After due consultations and preparations, the time came for the aspiring women to come together for a common purpose.

On 3rd December 1955 the first two ladies Teresina Weveti and Rebecca Kirigi came to Mujwa which would be their new home for several years.

On 5th December 1955 other two from Chuka Parish came, i.e. Agnes Ciacukuru and Elizabeth Ciakieni.

On 7th December 1955 two more come i.e. Veronica Karimi from Igoji and Cecilia Muthon from Nkubu Parish.

On 8th December 1955, the six young ladies were officially admitted as the first Aspirants of the Congregation. They were entrusted to Sr. Ignazia Ghilardi a Consolata Missionary as their Formator.

These six young women became the pioneers, the co-founders of the Nazareth Sisters Congregation.


The Six Aspirants were entered canonical year of Novitiate on 25th March 1958. They were under the guidance of Sr. Giann Paula, a Consolata Missionary, who introduced them to religious formation.


On 25th March 1961, the young Congregation of the Nazareth Sisters received their first five professed members with new names as follows:

Sr. Margaret Weveti (Teresina), Sr. Anna Maria Kirigi (Rebecca), Sr. Victoria Ciacukuru (Agnes), Sr. Josephine Ciakieni (Elizabeth) and Sr. Johana Muthoni (Cecilia).

(Image point grounding data)
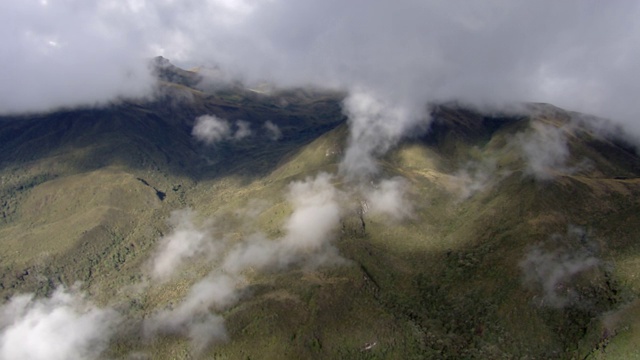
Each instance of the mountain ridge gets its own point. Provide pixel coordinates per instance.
(490, 230)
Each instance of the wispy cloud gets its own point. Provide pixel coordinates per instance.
(307, 243)
(63, 326)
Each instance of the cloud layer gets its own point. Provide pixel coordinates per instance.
(576, 54)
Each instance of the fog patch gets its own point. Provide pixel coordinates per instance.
(375, 126)
(476, 176)
(194, 317)
(307, 243)
(554, 272)
(211, 129)
(63, 326)
(185, 242)
(390, 197)
(545, 151)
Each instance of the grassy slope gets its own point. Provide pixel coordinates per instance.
(446, 283)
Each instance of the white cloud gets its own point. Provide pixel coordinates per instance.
(390, 198)
(307, 243)
(210, 129)
(64, 326)
(554, 271)
(375, 126)
(185, 242)
(545, 150)
(194, 317)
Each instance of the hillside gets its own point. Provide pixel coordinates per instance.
(505, 235)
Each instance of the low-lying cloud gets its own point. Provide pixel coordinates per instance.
(375, 125)
(307, 243)
(211, 129)
(554, 271)
(545, 150)
(390, 197)
(63, 326)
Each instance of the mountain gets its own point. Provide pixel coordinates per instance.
(506, 234)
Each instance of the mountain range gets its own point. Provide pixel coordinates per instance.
(216, 221)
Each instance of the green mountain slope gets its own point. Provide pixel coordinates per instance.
(502, 252)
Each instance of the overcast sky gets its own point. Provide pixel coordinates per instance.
(581, 55)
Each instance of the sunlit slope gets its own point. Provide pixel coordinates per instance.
(502, 254)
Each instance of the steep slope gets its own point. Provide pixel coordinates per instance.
(491, 235)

Tasks and exercises:
1: List every date given in the Nazareth Sisters history excerpt.
2: For each statement below, say whether it agrees with the Nazareth Sisters history excerpt. Give yes or no and quote the deciding words.
(a) Sr. Ignazia Ghilardi was made Formator of the six aspirants.
(b) Agnes Ciacukuru and Elizabeth Ciakieni came from Igoji.
(c) On 25th March 1961 the Congregation received six professed members.

Solutions to the problems:
1:
3rd December 1955
5th December 1955
7th December 1955
8th December 1955
25th March 1958
25th March 1961

2:
(a) Yes: "They were entrusted to Sr. Ignazia Ghilardi a Consolata Missionary as their Formator."
(b) No: "On 5th December 1955 other two from Chuka Parish came, i.e. Agnes Ciacukuru and Elizabeth Ciakieni."
(c) No: "received their first five professed members"